▸ **Task inputs**:
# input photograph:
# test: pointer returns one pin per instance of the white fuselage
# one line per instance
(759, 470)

* * *

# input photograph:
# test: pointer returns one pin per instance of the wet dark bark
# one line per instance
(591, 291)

==

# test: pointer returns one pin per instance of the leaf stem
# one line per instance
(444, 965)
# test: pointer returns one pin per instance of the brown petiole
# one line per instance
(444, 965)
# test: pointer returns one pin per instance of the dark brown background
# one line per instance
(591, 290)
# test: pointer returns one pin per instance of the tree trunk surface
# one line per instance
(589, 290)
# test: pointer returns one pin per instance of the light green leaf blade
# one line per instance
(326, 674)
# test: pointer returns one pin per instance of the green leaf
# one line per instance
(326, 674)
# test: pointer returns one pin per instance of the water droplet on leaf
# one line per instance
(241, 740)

▸ **Task**:
Return each line of the material above that contains the word "test", copying the lines in the order they appear.

▸ **In response**:
# test: pointer returns one pin per instance of the white fuselage
# test: pointer returns one pin per instance of the wet dark bark
# test: pointer returns one pin per instance of the leaf stem
# test: pointer returns one pin per instance of the brown petiole
# test: pointer returns one pin per instance of the dark brown background
# test: pointer returns one pin per instance of the tree trunk surface
# test: pointer returns one pin per instance of the light green leaf blade
# test: pointer returns one pin per instance of the green leaf
# test: pointer returns one pin per instance of the water droplet on leaf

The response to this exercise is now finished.